Find each line in the data below that contains the word "segment" and copy every such line in full. Case matters: count only matches with the same capital and small letters.

» Information shown:
---
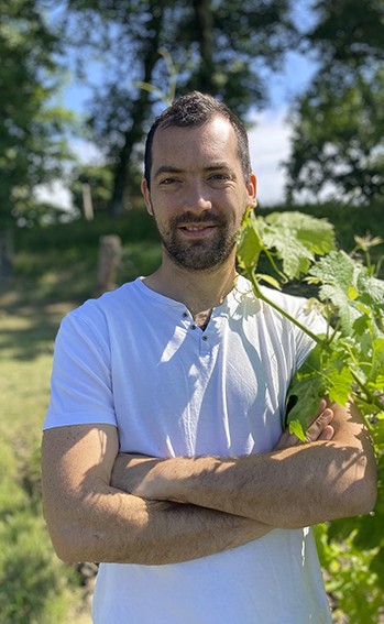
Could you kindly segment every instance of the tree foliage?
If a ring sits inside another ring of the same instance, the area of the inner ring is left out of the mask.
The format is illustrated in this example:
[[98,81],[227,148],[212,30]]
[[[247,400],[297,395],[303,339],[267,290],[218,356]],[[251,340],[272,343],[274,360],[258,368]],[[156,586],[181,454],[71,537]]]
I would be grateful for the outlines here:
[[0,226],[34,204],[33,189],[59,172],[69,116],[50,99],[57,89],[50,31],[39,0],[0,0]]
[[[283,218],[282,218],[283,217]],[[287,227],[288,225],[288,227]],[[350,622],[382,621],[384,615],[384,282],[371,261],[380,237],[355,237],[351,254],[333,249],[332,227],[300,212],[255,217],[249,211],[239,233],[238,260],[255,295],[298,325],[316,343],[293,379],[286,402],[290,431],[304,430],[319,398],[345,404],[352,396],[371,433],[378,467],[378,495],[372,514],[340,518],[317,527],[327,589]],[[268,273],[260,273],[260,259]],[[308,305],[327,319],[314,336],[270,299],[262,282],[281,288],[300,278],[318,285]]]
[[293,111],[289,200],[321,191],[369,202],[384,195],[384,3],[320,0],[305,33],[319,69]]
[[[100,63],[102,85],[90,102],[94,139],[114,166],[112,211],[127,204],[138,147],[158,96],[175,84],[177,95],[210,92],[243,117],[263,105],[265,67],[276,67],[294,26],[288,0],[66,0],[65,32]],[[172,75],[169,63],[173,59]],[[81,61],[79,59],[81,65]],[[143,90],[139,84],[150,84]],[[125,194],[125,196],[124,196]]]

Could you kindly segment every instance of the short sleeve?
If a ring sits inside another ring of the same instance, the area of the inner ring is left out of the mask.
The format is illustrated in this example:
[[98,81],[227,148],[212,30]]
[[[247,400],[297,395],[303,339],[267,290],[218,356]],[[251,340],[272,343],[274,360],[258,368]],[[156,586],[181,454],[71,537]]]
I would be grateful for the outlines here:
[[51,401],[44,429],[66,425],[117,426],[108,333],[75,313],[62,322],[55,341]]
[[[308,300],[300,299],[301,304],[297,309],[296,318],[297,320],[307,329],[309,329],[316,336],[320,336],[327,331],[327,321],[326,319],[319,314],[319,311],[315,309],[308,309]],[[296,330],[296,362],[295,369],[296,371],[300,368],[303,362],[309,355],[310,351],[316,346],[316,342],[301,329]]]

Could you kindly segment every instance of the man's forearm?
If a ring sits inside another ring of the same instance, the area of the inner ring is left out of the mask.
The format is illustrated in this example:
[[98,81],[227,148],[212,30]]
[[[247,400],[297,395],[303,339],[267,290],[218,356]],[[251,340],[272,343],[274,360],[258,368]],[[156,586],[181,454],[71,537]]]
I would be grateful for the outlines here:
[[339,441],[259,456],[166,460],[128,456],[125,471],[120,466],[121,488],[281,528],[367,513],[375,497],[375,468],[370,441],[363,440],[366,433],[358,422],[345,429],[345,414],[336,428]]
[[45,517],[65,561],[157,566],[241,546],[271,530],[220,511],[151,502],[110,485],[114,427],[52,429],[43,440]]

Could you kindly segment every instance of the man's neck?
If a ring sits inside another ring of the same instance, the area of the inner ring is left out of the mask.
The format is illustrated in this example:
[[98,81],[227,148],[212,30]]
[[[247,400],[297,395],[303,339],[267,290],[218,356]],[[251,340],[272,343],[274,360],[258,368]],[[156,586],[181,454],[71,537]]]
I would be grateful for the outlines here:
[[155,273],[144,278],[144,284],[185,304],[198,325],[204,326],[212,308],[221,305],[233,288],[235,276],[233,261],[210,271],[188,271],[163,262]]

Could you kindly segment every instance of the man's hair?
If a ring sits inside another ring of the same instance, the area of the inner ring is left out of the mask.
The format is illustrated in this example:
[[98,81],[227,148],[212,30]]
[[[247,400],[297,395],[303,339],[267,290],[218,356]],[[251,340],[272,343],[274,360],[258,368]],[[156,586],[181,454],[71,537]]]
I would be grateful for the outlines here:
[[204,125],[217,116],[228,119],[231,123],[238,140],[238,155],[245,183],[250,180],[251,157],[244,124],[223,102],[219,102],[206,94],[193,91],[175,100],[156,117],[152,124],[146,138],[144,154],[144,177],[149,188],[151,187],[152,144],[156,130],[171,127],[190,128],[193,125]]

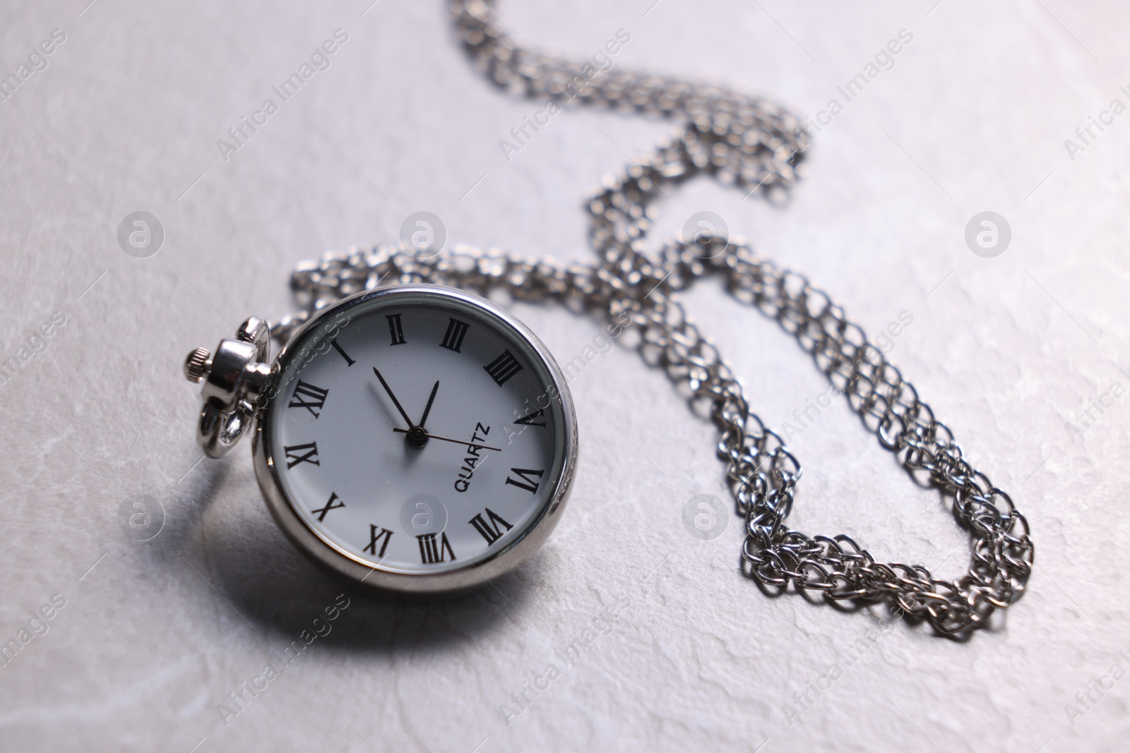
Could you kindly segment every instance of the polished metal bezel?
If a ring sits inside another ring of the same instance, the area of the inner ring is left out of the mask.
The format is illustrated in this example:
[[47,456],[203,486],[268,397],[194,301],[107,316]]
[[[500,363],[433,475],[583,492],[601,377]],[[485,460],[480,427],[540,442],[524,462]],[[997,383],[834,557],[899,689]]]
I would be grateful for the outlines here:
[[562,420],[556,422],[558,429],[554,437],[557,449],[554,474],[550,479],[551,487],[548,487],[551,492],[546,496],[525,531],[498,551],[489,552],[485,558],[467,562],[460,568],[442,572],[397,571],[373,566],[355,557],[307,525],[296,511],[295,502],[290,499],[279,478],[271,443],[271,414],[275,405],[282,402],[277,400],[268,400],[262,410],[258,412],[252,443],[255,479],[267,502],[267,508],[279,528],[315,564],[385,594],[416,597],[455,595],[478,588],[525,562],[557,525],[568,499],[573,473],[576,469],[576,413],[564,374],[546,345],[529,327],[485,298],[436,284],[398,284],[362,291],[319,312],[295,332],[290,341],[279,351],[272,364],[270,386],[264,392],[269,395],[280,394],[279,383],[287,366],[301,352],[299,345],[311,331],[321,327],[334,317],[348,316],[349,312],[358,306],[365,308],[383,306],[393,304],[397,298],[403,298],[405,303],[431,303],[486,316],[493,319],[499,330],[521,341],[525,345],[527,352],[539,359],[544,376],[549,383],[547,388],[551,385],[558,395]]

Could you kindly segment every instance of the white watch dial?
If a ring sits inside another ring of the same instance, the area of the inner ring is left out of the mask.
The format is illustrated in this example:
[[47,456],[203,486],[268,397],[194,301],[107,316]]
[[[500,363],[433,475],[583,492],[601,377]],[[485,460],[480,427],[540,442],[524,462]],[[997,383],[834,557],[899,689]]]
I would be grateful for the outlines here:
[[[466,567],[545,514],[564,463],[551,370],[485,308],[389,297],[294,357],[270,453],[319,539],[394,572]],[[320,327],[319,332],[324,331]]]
---
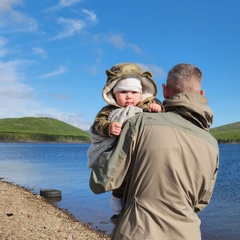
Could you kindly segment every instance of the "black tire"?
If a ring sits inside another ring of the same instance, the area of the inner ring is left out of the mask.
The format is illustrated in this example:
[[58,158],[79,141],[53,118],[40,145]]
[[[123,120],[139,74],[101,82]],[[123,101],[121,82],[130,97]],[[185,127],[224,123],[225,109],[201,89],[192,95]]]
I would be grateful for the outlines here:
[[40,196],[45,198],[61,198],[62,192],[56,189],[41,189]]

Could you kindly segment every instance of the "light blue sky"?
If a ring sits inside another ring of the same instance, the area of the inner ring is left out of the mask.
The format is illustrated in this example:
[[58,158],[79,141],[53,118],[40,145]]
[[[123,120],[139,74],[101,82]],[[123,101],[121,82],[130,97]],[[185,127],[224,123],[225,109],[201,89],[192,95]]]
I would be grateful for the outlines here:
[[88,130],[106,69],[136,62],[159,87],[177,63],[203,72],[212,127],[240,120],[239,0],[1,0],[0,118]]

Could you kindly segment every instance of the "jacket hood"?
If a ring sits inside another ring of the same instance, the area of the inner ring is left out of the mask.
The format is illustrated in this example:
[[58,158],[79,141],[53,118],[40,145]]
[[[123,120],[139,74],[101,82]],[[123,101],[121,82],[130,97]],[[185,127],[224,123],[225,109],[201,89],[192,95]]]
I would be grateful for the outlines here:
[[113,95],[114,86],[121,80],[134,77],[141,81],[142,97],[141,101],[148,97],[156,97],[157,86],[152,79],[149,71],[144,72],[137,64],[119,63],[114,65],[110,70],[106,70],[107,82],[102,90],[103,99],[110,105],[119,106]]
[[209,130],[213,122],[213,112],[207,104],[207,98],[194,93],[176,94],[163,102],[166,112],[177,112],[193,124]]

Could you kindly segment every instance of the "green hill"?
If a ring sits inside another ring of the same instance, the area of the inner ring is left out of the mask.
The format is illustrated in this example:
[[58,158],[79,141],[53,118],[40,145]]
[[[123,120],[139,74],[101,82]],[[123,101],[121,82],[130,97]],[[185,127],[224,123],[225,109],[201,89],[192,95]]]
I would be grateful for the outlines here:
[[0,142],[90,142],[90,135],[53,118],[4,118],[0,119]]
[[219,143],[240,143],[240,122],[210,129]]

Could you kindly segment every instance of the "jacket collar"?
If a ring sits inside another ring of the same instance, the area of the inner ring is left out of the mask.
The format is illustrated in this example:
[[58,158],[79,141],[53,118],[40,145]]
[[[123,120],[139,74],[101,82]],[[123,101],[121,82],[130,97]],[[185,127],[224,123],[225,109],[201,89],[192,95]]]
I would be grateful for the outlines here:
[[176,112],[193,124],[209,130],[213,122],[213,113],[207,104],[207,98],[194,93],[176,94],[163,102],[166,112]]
---
» Answer below:
Could you kindly segment every instance of the tree foliage?
Could you kindly segment every instance of the short sleeve?
Could you kindly segment every instance of the man's forearm?
Could you kindly segment every instance of the man's neck?
Could you kindly segment every instance of the man's hair?
Could you kindly segment every instance of the polished metal bezel?
Could you kindly segment every instance of the white watch dial?
Could you kindly segment every instance of the "black tire"?
Could you kindly segment every instance of the "light blue sky"?
Could you kindly segment every instance of the "jacket hood"?
Could you kindly segment every instance of the "green hill"?
Could you kindly segment every instance of the "jacket collar"?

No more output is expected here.